On turn two the RAF turned up in strength and this time killed his Panzer Kanone in the Panther! The armoured troops both moved up. The lead tanks of right-hand one into the village, the others moved along the ridge out of sight of the Panthers and killed another. Derek responded by killing my 2iC in the village.

On turn three the Cromwells charged through the village and killed a StuG, while the other platoon killed another. Derek then got his Panzer IV platoon and Panzergrenadier platoons in from reserve. At this point the game just went crazy. Neither of us could actually kill more than a tank a turn, and often not even that. In two successive turns as my reserves moved up behind the ridge into the village Derek had five and then three of my tanks under the template for his Stuka divebombers, and did nothing!

After I don’t know how many turns of ineffective shooting, we were down to Derek with one Panther near his objective, one Panzer IV near my objective and his company commander behind the village at the back of the table. I had a Firefly and a Cromwell out of command behind the ridge where they could see nothing, one Cromwell on the ridge, my command tank behind the Panther, and one CS and the A/A tank near his objective, with the scout platoon and motor platoon on my objective.

At that point, I was really worried. A few lucky casualties and my company could easily break, but his Fearless troops were hanging in there. Finally, I killed the Panther and won because he didn’t have any teams across the half-way line.
Oh, and yes, one incident I forgot to mention. Derek assaulted a tank platoon that could have taken the objective with his Panzergrenadiers. My defensive fire was excellent and scored five hits. Mike, Derek’s friend, was walking past and said to him as he picked up his dice for the saves from a church graveyard, ‘Don’t use those ones, they’re cursed.’ Derek proceeded to roll four 2’s, bringing the platoon below half strength at a stroke, and to add insult to injury, the whole platoon ran away. It was just that sort of game! Well, I did win in the end, scoring 4:3, but boy was it a strange battle.

Saturday 2100: Well, just had dinner at Bangkok Thai. Now sitting in Evan’s lounge while everyone else watches The Da Vinci Code on TV. Better get the last game down before I forget everything. This time I was on table 3, the last of the hex tables. Well, I got my wish didn’t I! The game was No Retreat and the table had a stream across the table one third from one end. Could be bad news for a fast-moving force like my armoured squadron.
Flank Attack Verus Some StuG
My opponent was Stu, a guy I first met many years ago when I lived in Wanganui. He had a Panzerkompanie with Panthers, StuG’s, and a platoon with mixed Panzer III and IV. These were backed up with Flammpanzer flame-thrower tanks, pioneers, and light anti-aircraft half-tracks. It is just the sort of force that gave me my worst hiding in this force’s first outing at Panzerschreck two years ago.

We rolled off and I got to defend. Good news so far. I learned from the previous   disaster that I certainly didn’t want the stream in my deployment area. That made picking table ends simple. So was deployment. One armoured troop in front of the forward objective, another in ambush.

Written exercise a: In the battle report, what did the Cromwells do on turn three?
The rows below have no connection to the battle report.

Material for the task:
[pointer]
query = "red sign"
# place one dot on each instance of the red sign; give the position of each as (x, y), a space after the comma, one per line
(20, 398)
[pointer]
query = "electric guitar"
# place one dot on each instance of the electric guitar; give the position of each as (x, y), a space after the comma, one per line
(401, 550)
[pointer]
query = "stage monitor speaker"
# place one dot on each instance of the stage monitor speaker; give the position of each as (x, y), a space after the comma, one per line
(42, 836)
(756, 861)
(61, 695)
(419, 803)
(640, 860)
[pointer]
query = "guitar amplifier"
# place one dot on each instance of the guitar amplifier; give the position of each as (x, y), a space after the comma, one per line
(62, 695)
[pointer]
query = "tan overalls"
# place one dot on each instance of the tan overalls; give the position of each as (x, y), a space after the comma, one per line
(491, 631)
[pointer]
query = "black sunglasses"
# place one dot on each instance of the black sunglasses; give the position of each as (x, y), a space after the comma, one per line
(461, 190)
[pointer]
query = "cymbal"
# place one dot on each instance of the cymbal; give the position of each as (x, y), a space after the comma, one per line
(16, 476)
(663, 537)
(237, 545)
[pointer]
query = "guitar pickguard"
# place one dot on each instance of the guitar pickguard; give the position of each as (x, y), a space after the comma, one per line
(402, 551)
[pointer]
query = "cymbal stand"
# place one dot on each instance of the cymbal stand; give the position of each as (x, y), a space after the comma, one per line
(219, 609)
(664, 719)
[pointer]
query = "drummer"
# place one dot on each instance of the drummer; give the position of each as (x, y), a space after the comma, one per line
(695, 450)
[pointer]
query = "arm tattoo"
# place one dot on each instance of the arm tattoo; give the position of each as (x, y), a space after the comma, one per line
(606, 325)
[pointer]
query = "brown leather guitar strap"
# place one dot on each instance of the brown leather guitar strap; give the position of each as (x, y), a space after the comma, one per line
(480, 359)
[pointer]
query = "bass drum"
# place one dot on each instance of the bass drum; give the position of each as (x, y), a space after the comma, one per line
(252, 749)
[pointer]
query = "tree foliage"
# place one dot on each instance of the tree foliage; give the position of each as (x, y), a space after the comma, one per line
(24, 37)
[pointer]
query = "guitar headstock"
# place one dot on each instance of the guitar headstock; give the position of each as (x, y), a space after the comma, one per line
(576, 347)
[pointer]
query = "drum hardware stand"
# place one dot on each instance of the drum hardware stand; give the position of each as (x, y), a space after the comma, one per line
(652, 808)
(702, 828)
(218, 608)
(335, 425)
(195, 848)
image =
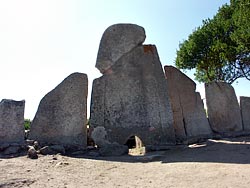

Written exercise b: Pull out every line of the rows that contains the string "bass". Case counts.

Solution a: They charged through the village and killed a StuG.

Solution b:
query = "bass drum"
# place one dot on each instance of the bass drum; give the position of each as (x, y), a space after the comma, one per line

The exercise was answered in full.